Customer experience is another area where AI is becoming less visible but more impactful. By unifying customer data across businesses, Godrej is creating a single, consistent view of the customer, reducing fragmented outreach and improving contextual engagement across the lifecycle. At an enterprise level, tools like the Amethyst Knowledge Assistant act as a single source of truth, improving decision velocity for customer‑facing teams.
Agentic AI is reshaping workflows behind the scenes:
Interio (furniture arm) – AI‑driven order‑booking and multi‑address agents compress multi‑hour processes into minutes, effectively doubling order‑processing capacity.
Process engineering – Contract and specification agents reduce review cycles from weeks to days.
Appliances – Invoice‑validation agents perform real‑time checks, improving accuracy and compliance.
Security solutions & services – Agents support service intelligence and order reconciliation, smoothing post‑sales experiences.
Over time, customers will increasingly encounter products and services marked “Powered by Amethyst,” signalling embedded intelligence that is designed to feel natural rather than experimental.

**Requirement A**
In the passage on Godrej's use of AI, what do the contract and specification agents in process engineering do to review cycles?
**Requirement B**
Extend the passage on Godrej's use of AI by writing what comes after its final sentence.
The records that follow are not needed for either task.

**Given information**
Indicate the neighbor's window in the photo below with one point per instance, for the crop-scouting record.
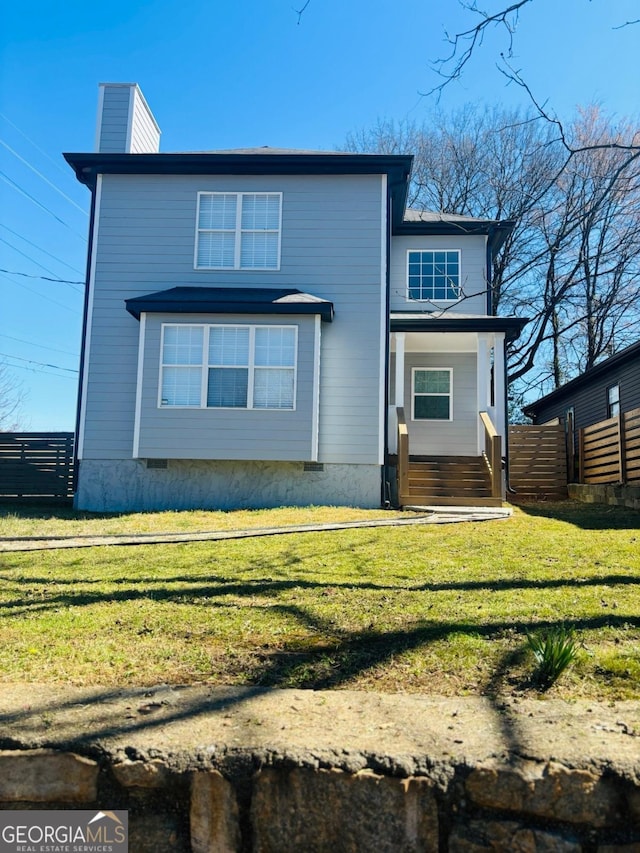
(238, 231)
(228, 367)
(613, 401)
(433, 275)
(432, 397)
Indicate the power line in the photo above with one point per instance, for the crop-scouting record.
(39, 248)
(44, 178)
(19, 189)
(35, 145)
(43, 277)
(35, 370)
(30, 259)
(39, 363)
(41, 295)
(40, 346)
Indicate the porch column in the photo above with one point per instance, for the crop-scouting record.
(499, 389)
(400, 368)
(399, 392)
(483, 372)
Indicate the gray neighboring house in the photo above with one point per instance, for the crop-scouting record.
(604, 391)
(257, 320)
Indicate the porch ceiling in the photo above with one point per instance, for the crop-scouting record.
(438, 342)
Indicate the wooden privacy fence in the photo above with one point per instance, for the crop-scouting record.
(609, 451)
(537, 462)
(36, 465)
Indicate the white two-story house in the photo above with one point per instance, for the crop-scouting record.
(272, 327)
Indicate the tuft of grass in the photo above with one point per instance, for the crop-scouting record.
(554, 653)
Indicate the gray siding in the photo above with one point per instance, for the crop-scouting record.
(590, 400)
(227, 433)
(113, 122)
(458, 437)
(331, 246)
(473, 267)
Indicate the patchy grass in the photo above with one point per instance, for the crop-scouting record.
(441, 609)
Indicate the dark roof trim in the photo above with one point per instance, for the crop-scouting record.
(397, 167)
(511, 326)
(229, 300)
(497, 231)
(614, 362)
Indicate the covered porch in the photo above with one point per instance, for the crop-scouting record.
(447, 414)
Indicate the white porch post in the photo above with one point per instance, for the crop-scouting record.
(483, 372)
(399, 392)
(400, 368)
(499, 386)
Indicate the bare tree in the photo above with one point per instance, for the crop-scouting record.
(571, 263)
(12, 396)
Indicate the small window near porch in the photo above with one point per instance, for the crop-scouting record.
(431, 393)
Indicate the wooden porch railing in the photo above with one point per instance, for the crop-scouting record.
(403, 456)
(492, 454)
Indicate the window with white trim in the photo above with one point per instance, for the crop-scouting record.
(432, 394)
(433, 275)
(228, 366)
(613, 401)
(238, 231)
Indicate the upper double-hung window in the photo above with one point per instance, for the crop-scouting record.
(237, 231)
(433, 275)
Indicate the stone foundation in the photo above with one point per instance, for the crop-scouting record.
(128, 485)
(255, 802)
(610, 495)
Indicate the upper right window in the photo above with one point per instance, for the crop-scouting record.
(433, 275)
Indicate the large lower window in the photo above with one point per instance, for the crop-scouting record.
(433, 275)
(432, 397)
(238, 231)
(228, 367)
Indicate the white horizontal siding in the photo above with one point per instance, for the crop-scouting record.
(331, 246)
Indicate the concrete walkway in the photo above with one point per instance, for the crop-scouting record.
(423, 515)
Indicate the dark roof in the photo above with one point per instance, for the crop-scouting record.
(397, 167)
(448, 321)
(230, 300)
(613, 362)
(429, 222)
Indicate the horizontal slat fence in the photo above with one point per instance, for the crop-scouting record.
(609, 451)
(537, 462)
(36, 465)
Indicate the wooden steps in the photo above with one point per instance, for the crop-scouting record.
(449, 481)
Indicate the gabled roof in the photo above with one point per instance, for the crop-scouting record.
(614, 362)
(230, 300)
(252, 161)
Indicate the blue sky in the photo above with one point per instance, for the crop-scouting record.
(228, 74)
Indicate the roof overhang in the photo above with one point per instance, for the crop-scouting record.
(397, 167)
(230, 300)
(441, 322)
(496, 231)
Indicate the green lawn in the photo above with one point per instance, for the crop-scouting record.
(442, 608)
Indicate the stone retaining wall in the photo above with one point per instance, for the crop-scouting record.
(243, 800)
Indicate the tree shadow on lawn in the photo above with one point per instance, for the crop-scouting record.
(585, 516)
(198, 593)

**Task output A**
They reduce review cycles from weeks to days.

**Task output B**
Scaling AI has required disciplined work on data quality and integration. Godrej has standardised data definitions across businesses, strengthened integration between legacy and modern systems, and embedded enterprise‑level governance with clear ownership. In some areas, AI‑driven data‑quality interventions are already in place to improve reliability and downstream decision‑making.
People remain a critical part of the equation. Godrej’s AI upskilling strategy is impact‑led, prioritising roles closest to decision‑making and value creation. AI shows up for employees as secure, enterprise‑grade assistants and autonomous agents embedded into daily work through a single Amethyst experience.
So far, the group has delivered over 600,000 hours of structured digital and AI‑related training. The outcome has been faster adoption, higher confidence in responsible AI use, and measurable gains in productive time. The stated goal is to train 100 percent of employees in AI by the end of the financial year, with the larger ambition of making AI fluency a core organisational skill.
Change management is supported by a hub‑and‑spoke model. The central hub sets governance, security, and responsible AI standards. Business units own use cases and outcomes. Over the last four years, Godrej has also invested in grooming more than 140 ‘Digital Champions’ across businesses and corporate functions, who now play a critical role in last‑mile adoption.
Balakrishnan sees AI as a source of competitive differentiation, but not because of models or platforms alone. “The differentiation does not come from technology alone,” he says. “It comes from the combination of deep domain expertise across 14 businesses, rich data ecosystems, a unified and responsible AI backbone, enterprise‑scale talent, and strong governance frameworks.” Together, these amplify Godrej’s long‑standing strengths of trust, scale, and long‑term value creation.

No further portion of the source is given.